Source excerpt —
****

# GM built its 150000th Chevrolet Cruze in Argentina



## Tpstr (Jul 18, 2015)

So, after reading the conversation about what GM could have done to keep selling the Cruze, it’s interesting to see this post. What’s so different about the Argentine market that they can make a go there? Other than, I’m guessing massive govt subsidies.


----------



## 17Hatch6MT (Dec 28, 2015)

Or barriers to imports


----------



## Blasirl (Mar 31, 2015)

I smell a possible road trip...do you think they sell the LTZ Hatch with a manual?


----------



## JLL (Sep 12, 2017)

Tpstr said:


> So, after reading the conversation about what GM could have done to keep selling the Cruze, it’s interesting to see this post. What’s so different about the Argentine market that they can make a go there? Other than, I’m guessing massive govt subsidies.


I'm just guessing, but my guess would be that the average American has more discretionary income than the average Argentine and therefore SUV'S and trucks don't sell as well in Argentina than they do in the United States.


----------



## 17Hatch6MT (Dec 28, 2015)

Argentina had a protected industry for many years; maybe that has continued. I am from Kenosha, and I know that for a long time, Kaiser Industries-Argentina built cars based on the Kaiser Manhattan and, following that, the mid-1960s AMC/Rambler American and Classic body shells with Kaiser OHC 6 cyl engines. I'm not sure these cars were sold anywhere else in the world.


----------



## jsusanka (Jan 31, 2011)

I still like the look of the hatch.


----------

****

Listing —
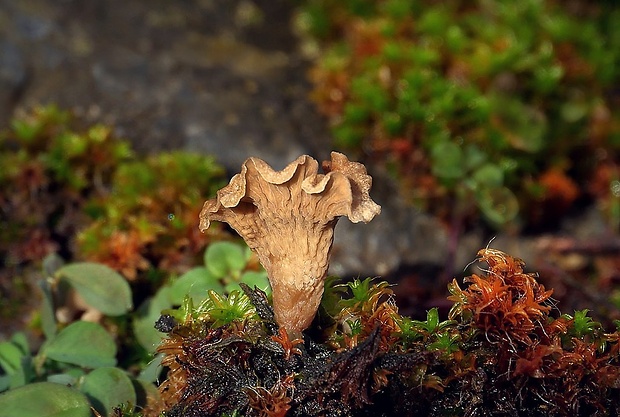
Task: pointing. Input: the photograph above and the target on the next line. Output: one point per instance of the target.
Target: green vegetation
(504, 348)
(504, 108)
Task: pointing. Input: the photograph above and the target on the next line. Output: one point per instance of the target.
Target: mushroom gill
(287, 218)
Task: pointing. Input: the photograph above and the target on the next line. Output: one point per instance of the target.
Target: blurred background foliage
(504, 109)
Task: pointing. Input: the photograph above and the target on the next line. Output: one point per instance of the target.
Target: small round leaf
(100, 286)
(107, 388)
(84, 344)
(44, 399)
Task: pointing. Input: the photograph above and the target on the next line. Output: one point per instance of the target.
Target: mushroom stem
(287, 218)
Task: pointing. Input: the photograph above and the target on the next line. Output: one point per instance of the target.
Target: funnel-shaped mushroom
(287, 218)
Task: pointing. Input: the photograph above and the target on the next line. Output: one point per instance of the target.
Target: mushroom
(287, 218)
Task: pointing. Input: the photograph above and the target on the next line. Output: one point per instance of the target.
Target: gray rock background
(223, 77)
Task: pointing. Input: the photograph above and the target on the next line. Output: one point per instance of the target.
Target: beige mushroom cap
(287, 218)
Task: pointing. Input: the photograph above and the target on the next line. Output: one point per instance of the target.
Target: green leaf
(107, 388)
(44, 399)
(488, 175)
(195, 283)
(82, 343)
(499, 205)
(225, 258)
(447, 160)
(100, 286)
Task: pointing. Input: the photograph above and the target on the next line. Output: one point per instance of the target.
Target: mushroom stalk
(287, 218)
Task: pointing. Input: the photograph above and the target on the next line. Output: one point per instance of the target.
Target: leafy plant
(75, 368)
(226, 264)
(484, 104)
(501, 342)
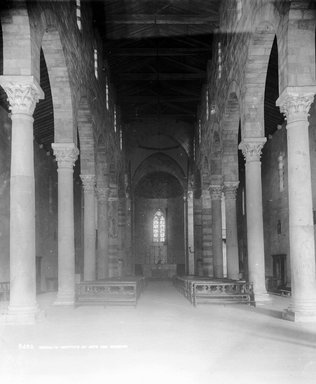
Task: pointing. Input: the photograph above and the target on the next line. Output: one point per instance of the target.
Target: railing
(109, 292)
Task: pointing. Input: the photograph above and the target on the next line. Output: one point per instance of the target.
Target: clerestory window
(159, 227)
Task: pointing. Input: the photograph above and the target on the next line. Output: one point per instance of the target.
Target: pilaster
(230, 190)
(88, 184)
(217, 240)
(102, 254)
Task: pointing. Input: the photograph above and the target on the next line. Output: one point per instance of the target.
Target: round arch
(266, 26)
(159, 162)
(65, 129)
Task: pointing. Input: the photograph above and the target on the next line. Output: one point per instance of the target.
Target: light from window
(78, 14)
(159, 227)
(239, 9)
(219, 51)
(206, 104)
(95, 56)
(107, 93)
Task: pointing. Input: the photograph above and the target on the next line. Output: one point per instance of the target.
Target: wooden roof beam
(162, 76)
(163, 19)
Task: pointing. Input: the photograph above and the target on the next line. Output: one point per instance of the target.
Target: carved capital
(88, 183)
(190, 195)
(230, 189)
(252, 148)
(295, 103)
(23, 93)
(66, 154)
(216, 191)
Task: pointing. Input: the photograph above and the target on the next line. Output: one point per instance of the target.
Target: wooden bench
(221, 292)
(110, 291)
(4, 291)
(285, 292)
(202, 290)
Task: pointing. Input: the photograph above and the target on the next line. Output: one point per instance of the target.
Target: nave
(164, 340)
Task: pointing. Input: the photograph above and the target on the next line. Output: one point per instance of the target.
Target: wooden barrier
(199, 290)
(110, 292)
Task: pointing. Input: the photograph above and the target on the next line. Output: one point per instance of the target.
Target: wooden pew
(110, 291)
(202, 290)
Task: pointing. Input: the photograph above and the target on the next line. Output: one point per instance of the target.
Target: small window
(78, 14)
(159, 227)
(121, 139)
(115, 119)
(107, 93)
(219, 59)
(95, 57)
(239, 9)
(207, 105)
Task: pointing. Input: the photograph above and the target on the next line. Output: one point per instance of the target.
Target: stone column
(128, 236)
(251, 148)
(217, 241)
(230, 189)
(190, 214)
(102, 255)
(89, 268)
(113, 233)
(23, 93)
(207, 252)
(185, 234)
(66, 155)
(295, 104)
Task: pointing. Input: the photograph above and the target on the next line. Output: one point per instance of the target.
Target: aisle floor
(164, 340)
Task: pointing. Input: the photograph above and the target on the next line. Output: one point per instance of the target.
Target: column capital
(295, 102)
(102, 193)
(190, 194)
(230, 189)
(252, 148)
(88, 182)
(216, 191)
(66, 154)
(23, 93)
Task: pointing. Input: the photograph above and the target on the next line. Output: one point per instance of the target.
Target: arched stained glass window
(159, 227)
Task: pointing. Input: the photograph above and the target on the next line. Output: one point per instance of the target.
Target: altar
(160, 271)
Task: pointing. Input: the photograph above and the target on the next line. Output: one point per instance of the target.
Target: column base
(18, 315)
(65, 299)
(299, 316)
(303, 311)
(261, 298)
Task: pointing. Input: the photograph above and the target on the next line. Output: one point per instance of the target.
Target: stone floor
(164, 340)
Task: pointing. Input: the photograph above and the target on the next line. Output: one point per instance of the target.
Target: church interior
(158, 191)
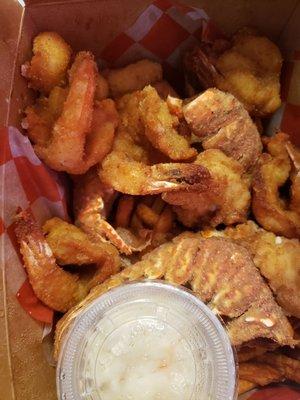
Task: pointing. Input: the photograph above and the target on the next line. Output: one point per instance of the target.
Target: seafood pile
(181, 188)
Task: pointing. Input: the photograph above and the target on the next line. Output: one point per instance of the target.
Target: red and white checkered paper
(162, 33)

****

Required tasks —
**a.** Reproduce the Cruze forum thread between "Argentina had a" and "(Jan 31, 2011)", inclusive, swapping "Kenosha" for "Racine".
**b.** According to the Cruze forum thread, what engines did the Kaiser Industries-Argentina cars use?
The rows are separate material and have no connection to the forum thread about the Cruze.

Worked solutions —
**a.**
Argentina had a protected industry for many years; maybe that has continued. I am from Racine, and I know that for a long time, Kaiser Industries-Argentina built cars based on the Kaiser Manhattan and, following that, the mid-1960s AMC/Rambler American and Classic body shells with Kaiser OHC 6 cyl engines. I'm not sure these cars were sold anywhere else in the world.


----------



## jsusanka (Jan 31, 2011)

**b.** Kaiser OHC 6 cyl engines.